#### TASK PROMPT:
Scale the entries from the line containing "ball mount, one" through the last line, inclusive, and give back only those lines, requests included. Multiply each coordinate in the answers by 1.95 and round to the nearest whole number, with halves rounded up.

#### MATERIAL PROVIDED:
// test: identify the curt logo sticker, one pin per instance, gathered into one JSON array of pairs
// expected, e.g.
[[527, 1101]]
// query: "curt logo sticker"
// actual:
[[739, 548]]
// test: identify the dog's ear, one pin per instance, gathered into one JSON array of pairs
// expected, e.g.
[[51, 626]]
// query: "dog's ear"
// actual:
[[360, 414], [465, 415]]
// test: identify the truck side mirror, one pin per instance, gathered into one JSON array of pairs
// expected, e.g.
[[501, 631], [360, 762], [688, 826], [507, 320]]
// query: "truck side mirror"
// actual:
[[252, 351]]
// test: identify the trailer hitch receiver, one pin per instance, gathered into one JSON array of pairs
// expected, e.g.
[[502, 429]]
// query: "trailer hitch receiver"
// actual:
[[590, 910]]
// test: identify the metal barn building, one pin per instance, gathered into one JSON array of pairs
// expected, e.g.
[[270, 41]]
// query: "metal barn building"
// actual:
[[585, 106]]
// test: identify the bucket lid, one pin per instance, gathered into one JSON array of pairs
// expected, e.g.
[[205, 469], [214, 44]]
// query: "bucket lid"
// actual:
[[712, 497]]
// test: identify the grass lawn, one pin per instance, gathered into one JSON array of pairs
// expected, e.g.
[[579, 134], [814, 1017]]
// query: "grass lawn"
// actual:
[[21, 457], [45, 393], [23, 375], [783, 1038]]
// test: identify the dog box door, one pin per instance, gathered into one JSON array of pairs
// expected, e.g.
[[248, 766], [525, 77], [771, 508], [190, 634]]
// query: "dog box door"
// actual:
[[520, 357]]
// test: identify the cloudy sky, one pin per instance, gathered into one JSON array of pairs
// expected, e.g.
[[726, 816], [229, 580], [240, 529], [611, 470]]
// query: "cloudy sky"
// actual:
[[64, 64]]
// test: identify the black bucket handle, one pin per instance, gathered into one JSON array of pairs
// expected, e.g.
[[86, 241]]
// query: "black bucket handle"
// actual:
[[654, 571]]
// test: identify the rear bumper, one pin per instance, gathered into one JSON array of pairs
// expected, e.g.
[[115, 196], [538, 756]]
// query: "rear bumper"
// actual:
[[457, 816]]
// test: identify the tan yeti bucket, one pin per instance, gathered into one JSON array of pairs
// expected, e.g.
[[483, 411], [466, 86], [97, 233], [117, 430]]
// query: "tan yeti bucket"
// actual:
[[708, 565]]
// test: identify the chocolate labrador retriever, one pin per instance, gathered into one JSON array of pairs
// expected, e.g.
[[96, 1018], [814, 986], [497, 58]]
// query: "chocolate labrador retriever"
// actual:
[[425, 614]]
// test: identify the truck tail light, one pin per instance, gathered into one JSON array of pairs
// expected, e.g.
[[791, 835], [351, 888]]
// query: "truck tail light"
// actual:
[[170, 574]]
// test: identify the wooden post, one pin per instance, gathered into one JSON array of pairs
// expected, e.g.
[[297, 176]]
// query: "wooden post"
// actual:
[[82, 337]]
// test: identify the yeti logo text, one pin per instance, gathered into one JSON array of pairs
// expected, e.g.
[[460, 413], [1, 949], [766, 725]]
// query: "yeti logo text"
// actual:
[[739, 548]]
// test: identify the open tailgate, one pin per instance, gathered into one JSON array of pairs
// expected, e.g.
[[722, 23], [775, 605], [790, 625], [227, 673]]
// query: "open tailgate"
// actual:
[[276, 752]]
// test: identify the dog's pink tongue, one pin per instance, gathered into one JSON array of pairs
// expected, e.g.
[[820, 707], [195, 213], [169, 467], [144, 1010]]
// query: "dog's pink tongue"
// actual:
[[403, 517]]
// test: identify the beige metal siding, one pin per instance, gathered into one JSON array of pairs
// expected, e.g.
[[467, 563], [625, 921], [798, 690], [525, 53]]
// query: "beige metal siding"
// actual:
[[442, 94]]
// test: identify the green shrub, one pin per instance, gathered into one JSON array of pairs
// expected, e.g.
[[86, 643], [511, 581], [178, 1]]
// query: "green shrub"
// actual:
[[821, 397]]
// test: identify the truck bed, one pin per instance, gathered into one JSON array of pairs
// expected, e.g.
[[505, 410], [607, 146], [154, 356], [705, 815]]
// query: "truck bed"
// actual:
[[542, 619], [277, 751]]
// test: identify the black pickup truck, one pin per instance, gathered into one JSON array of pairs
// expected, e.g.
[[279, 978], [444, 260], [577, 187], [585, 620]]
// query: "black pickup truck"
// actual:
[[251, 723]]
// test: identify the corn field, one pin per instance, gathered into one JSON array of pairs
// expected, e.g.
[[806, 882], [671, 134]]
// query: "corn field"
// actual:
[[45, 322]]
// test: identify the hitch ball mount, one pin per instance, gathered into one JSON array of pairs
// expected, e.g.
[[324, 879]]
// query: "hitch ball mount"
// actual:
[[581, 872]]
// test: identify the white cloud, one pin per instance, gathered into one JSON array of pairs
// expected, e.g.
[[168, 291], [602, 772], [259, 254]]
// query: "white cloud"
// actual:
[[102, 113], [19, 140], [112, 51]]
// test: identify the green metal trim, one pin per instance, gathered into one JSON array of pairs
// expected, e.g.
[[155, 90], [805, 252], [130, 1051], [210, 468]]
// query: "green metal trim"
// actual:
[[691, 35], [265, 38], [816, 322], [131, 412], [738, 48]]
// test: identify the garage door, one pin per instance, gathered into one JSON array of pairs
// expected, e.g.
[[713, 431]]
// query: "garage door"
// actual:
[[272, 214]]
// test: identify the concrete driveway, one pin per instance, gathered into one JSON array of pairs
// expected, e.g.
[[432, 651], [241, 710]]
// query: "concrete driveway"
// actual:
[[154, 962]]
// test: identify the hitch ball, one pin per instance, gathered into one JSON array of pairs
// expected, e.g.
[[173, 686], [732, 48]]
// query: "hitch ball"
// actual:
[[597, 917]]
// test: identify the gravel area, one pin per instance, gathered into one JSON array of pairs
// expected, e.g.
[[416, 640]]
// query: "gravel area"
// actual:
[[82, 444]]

#### RESPONSE TO THIS EXERCISE:
// test: identify the hitch ball mount, one pin per instance, gathered into one JSON array of pairs
// expected, e.g.
[[324, 879]]
// query: "hitch ball mount"
// actual:
[[1133, 1700]]
// test: identify the white cloud, one pin per instance, gathered into one JSON array of pairs
// expected, e.g.
[[168, 291], [602, 772], [259, 254]]
// query: "white cloud"
// actual:
[[199, 220], [37, 273], [218, 99]]
// test: identify the green metal trim, one pin per instance, gathered into one JSON array of pairs
// expected, e.g.
[[155, 90], [805, 252], [130, 1051], [210, 468]]
// query: "green metal trim"
// actual:
[[1347, 68], [517, 74], [1591, 628], [255, 803], [1439, 94]]
// test: identify the garage door, one pin per instance, gathered into one JSON array of pairs
// expected, e.g.
[[713, 431]]
// query: "garage door"
// actual:
[[530, 417]]
// test: identify the concrete driveway, one pin per instance, gathered into one JSON array of pairs
// expected, e.g.
[[432, 651], [241, 710]]
// query: "concrete driveway"
// actual:
[[300, 1876]]
// test: identify the hitch ball, one pin per instance, gathered into one JSON array of pairs
// expected, e.g.
[[173, 686], [732, 48]]
// query: "hitch ball"
// actual:
[[1164, 1788]]
// test: identify the gravel area, one pin per instance, gathered into one JSON array of pairs
// expected, e.g.
[[416, 640]]
// query: "gravel area"
// actual:
[[160, 866]]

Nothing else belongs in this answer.